— start of TEXT SECTION —
# On a very sad note



## truth (Jul 16, 2002)

Pat Tillman,who gave up the NFL at the age of 26 was killed in the line of duty in afganastan..lets honor him and say a prayer for him and everyone fighting for us

http://www.msnbc.msn.com/id/4815441/?GT1=3256


----------



## Rashidi (Oct 2, 2003)

This is a Knick board.


----------



## truth (Jul 16, 2002)

> This is a Knick board.


yeah,whats your point??? like you are a knick fan???

rashidi,go get help....


----------



## knicksfan (Jan 4, 2003)

PAT TILLMAN: RIP YOU WILL BE MISSED

RASHIDI: GO BACK TO SLEEP YOU LOSER!


----------



## Perennial All Star (Aug 13, 2003)

Rashid, you are a disgrace to all posters in the histroy of this board. RIP Pat Tillman.


----------



## truth (Jul 16, 2002)

> Rashid, you are a disgrace to all posters in the histroy of this board. RIP Pat Tillman.


i am really starting to wonder about rashidi


----------



## Rashidi (Oct 2, 2003)

I am really starting to wonder why this isn't on the Football board.


----------



## dcrono3 (Jan 6, 2004)

> Originally posted by <b>Rashidi</b>!
> I am really starting to wonder why this isn't on the Football board.


I think it is simple enough why this is on the Knicks forum and not the football forum. Truth asked us to join him in prayer for Pat Tillman, an extrememly honorable person who many of us should look up to, and there are certainly posters here who do not visit the football forum. If truth only posted in the football forum lots of us would not see a message like this. 

And it is not like truth was posting about the upcoming NFL draft (which starts in a few hours) here. Pat Tillman was an exceptional athlete who gave up millions to fight for his country and possibly die (which, sadly, is why we are here today). Pat Tillman's actions are an inspiration for everyone, not only football fans. There is certainly a lot of reasons why we can discuss about Pat Tillman. 

I have this feeling that Rashidi said what he did just to start an arguement. If Pat Tillman was a ex-Knick who played basketball I think Rashidi would still say the words he said just for the sake of argument. Rashidi, let me ask you this, do you respect Pat Tillman for what he did?


----------



## The True Essence (May 26, 2003)

> I have this feeling that Rashidi said what he did just to start an arguement


i think its cause people said "THIS IS A KNICKS BOARD!!!" when he showed some of Lampes stats on the suns.


----------



## Turkish Delight (Mar 17, 2004)

I've been on the Knicks Board a couple of times this week and I truly feel that Rashidi is the most hated poster on BBB.net


----------



## son of oakley (Dec 24, 2003)

> Originally posted by <b>PennyHardaway</b>!
> 
> i think its cause people said "THIS IS A KNICKS BOARD!!!" when he showed some of Lampes stats on the suns.
— end of TEXT SECTION —
— start of MATERIAL PROVIDED —
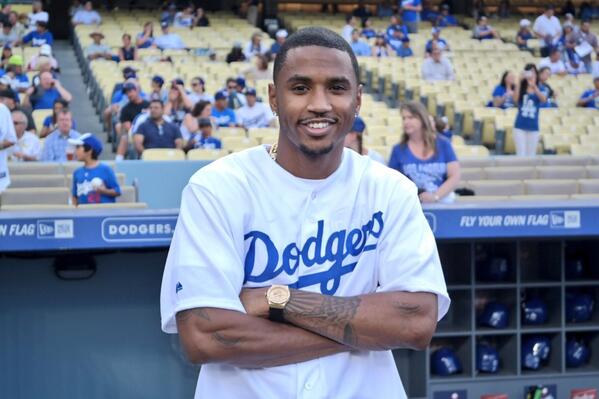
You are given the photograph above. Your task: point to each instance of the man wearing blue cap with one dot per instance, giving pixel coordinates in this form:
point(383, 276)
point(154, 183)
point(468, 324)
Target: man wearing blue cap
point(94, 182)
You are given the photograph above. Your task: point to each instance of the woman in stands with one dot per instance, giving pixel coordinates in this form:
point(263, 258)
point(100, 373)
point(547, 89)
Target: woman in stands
— end of MATERIAL PROVIDED —
— start of MATERIAL PROVIDED —
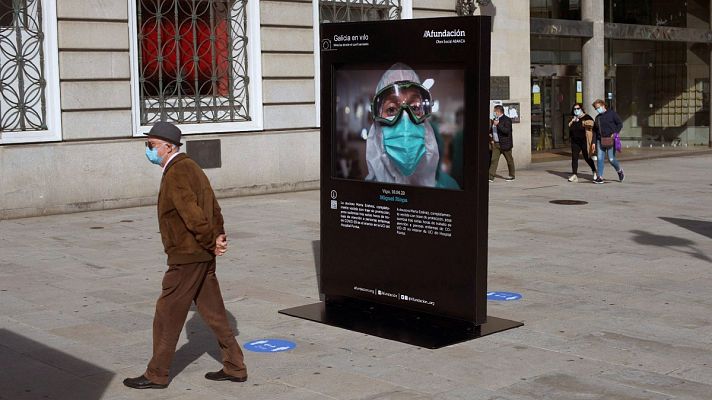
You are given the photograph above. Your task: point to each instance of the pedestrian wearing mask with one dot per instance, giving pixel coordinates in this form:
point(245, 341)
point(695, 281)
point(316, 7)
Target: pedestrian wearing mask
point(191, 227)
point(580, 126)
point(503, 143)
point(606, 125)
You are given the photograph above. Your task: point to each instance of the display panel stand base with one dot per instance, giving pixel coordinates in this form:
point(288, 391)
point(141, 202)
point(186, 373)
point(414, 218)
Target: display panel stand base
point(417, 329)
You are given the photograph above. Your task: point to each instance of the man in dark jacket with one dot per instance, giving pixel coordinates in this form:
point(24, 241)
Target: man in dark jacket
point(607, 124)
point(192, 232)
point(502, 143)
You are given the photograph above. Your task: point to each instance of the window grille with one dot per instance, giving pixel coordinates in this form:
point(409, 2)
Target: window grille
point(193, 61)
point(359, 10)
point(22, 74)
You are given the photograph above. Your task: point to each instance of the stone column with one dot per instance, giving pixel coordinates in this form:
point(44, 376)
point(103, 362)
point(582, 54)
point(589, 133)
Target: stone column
— end of MATERIAL PROVIDED —
• **CHALLENGE 1**
In the forum thread, condense the paragraph that begins "I think it is simple enough why this is on the Knicks forum" into one shorter sentence that keeps its main points.
• **CHALLENGE 2**
According to the forum thread, at what age did Pat Tillman give up the NFL?
This listing is unrelated to the forum thread.

• **WRITTEN RESPONSE 1**
The post belongs on the Knicks forum because truth asked members to pray for Pat Tillman, a very honorable person many should look up to, and some posters here never visit the football forum, so many would miss the message if it appeared only there.

• **WRITTEN RESPONSE 2**
26